Consigne écrite 1: D'après le document, jusqu'à quand les valeurs de fidélité étaient-elles valorisées dans le privé comme dans le public ?

Document:
..........

Vincent de Gaulejac : Depuis des années, le patronat et nos différent gouvernements, ne cessent de répéter que le marché du travail est trop rigide, enchâssé dans des contraintes qui seraient un obstacle à l’embauche. Ils ont prôné la flexibilité, la mobilité, l’adaptabilité. Les jeunes ont bien compris que les règles avaient changée et qu’il leur fallait apprendre à vivre dans une société « liquide », selon le concept proposé par Z. Bauman. Ils ont mis la « flexibilité » au coeur de leur existence, dans tous les domaines, affectif, sexuel, géographique et professionnel. Ce ne sont pas eux qui ont des « difficultés à rester dans le même secteur » », c’est le marché du travail qui les a conduit à défendre leur autonomie vis-à-vis des employeurs par une mobilité permanente.

Les travailleurs d'aujourd'hui sont moins fidèles aux entreprises individuelles : l'ancienneté moyenne n'est que de quatre ans. Quelle vision de l'entreprise domine chez les jeunes diplômés qui entrent sur le marché du travail aujourd'hui et qui pourrait expliquer la disparition progressive de la valeur d'ancienneté et de fidélité à l'entreprise ?

Les valeurs de fidélité était valorisées dans le privé comme dans le public jusque dans les années 1970. Dans une recherche sur IBM, qui vient d’être réédité (L’emprise de l’organisation, Presse de l’ULB, 2019), nous avions décrit les prémisses de la révolution managériale qui proposait à ses employés de jouer « gagnant-gagnant ». La culture d’entreprise de l'époque préconisait des valeurs comme la considération de la personne, la reconnaissance pour les employés performants et encourageait la fidélité. les employés savaient qu’ils pourraient effectuer toute leur carrière chez IBM. Dans les services publics, la sécurité de l’emploi était un éléments déterminant de l’attachement des fonctionnaire à leur mission. Ils acceptaient des salaires moins élevés que dans le privé parce que leur travail avait du sens. Le nouveau management à dévalorisé l’ancienneté au profit de l’avancement au mérite, la fidélité au profit de la performance, la stabilité de l’emploi au nom du  turn over. La valeur travail  n’est plus considérée pour laisser place à la  share holder value (la valeur pour l’actionnaire). Ce phénomène est répandu surtout dans les grandes entreprise, un peu moins dans les PME qui sont toujours soucieuses de garder leurs employés. Par contre, l’uberisation du marché du travail ne fait qu’accentuer la mobilité et « l’infidélité ». Ceci ne veut pas dire que les jeunes ne cherchent pas la sécurité de l’emploi. Mais seulement qu’ils savent qu’ils ne la trouveront pas.Ils ont a cet égard un comportement stratégique.

..........

Consigne écrite 2: Mettez à jour les entrées, en commençant à la ligne qui contient « the photo above. » et en terminant à la fin des entrées, ces deux limites comprises : remplacez « green fern leaf » par « green fern frond » sans rien modifier d'autre. Ne recopiez que ces lignes.

..........

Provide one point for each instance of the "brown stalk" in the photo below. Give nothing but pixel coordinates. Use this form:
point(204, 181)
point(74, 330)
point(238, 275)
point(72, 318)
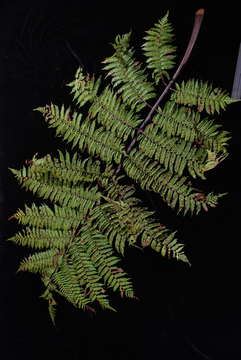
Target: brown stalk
point(195, 31)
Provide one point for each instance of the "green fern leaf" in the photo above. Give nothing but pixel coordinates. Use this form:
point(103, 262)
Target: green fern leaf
point(159, 50)
point(127, 74)
point(201, 95)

..........

Corrigé 1: Jusque dans les années 1970.

Corrigé 2:
Provide one point for each instance of the "green fern frond" in the photo above. Give nothing but pixel coordinates. Use this form:
point(103, 262)
Target: green fern frond
point(159, 50)
point(127, 74)
point(201, 95)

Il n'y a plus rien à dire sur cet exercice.